(Your goal)
Copy each of the records below word for word, keeping every line in its original order.
>> start Records
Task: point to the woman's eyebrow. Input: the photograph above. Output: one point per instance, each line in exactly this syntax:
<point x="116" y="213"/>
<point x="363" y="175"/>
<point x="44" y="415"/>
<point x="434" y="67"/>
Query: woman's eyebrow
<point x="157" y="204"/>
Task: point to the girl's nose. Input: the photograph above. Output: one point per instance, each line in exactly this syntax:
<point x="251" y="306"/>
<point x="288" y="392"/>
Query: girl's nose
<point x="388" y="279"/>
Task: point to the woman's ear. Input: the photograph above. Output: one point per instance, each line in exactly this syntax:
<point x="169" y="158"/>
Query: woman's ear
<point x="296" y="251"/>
>> end Records
(Solution)
Task: point to the woman's eyebrow. Input: the photograph above. Output: one point per instance, each line in exactly this syntax:
<point x="116" y="213"/>
<point x="363" y="175"/>
<point x="44" y="415"/>
<point x="434" y="67"/>
Query: woman's eyebrow
<point x="157" y="204"/>
Task: point to the girl's nose. Input: the photograph above. Output: one point per instance, each line in exactly this syntax:
<point x="251" y="306"/>
<point x="288" y="392"/>
Query: girl's nose
<point x="388" y="279"/>
Task: point to the woman's ear. Input: the photograph above. Output: one point per instance, each line in exactly this syntax:
<point x="169" y="158"/>
Query: woman's ear
<point x="296" y="251"/>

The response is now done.